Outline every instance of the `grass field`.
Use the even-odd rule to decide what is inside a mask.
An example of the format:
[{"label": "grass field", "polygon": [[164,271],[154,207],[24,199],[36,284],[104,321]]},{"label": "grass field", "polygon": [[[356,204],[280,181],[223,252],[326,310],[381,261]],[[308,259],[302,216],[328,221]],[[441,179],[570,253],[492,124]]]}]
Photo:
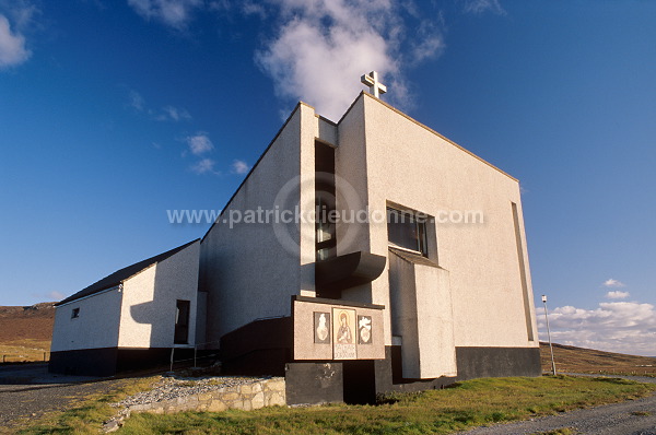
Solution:
[{"label": "grass field", "polygon": [[0,362],[23,363],[50,357],[50,340],[23,339],[0,343]]},{"label": "grass field", "polygon": [[[133,388],[132,388],[133,389]],[[332,404],[221,413],[133,414],[119,434],[448,434],[488,423],[553,414],[649,395],[656,386],[622,379],[546,376],[485,378],[453,388],[388,397],[379,405]],[[21,434],[92,434],[112,415],[107,403],[125,392],[90,400]]]},{"label": "grass field", "polygon": [[[553,344],[557,373],[656,376],[656,358]],[[542,369],[551,372],[549,344],[540,343]]]}]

# TO BE DONE
Turn every line of the listing above into a numbered list, skipping blank lines and leaving out the pictures.

# SOLVED EXERCISE
1. Outline every instance of the `grass field`.
2. Use the even-odd rule to decide what is inside a mask.
3. An example of the format:
4. [{"label": "grass field", "polygon": [[164,271],[154,207],[24,199],[36,284],[104,321]]},{"label": "grass field", "polygon": [[[356,204],[280,181],[223,252],[326,310],[381,261]],[[308,259],[302,216],[328,221]],[[441,179],[570,253],[492,124]]]}]
5. Photo:
6. Solution:
7. [{"label": "grass field", "polygon": [[0,362],[23,363],[50,357],[50,340],[23,339],[0,343]]},{"label": "grass field", "polygon": [[[133,388],[132,388],[133,389]],[[332,404],[221,413],[133,414],[119,434],[448,434],[488,423],[553,414],[649,395],[656,386],[622,379],[546,376],[485,378],[453,388],[388,397],[379,405]],[[21,434],[92,434],[112,415],[107,403],[125,392],[90,400]]]},{"label": "grass field", "polygon": [[[553,344],[557,373],[656,376],[656,358]],[[542,369],[551,372],[549,344],[540,343]]]}]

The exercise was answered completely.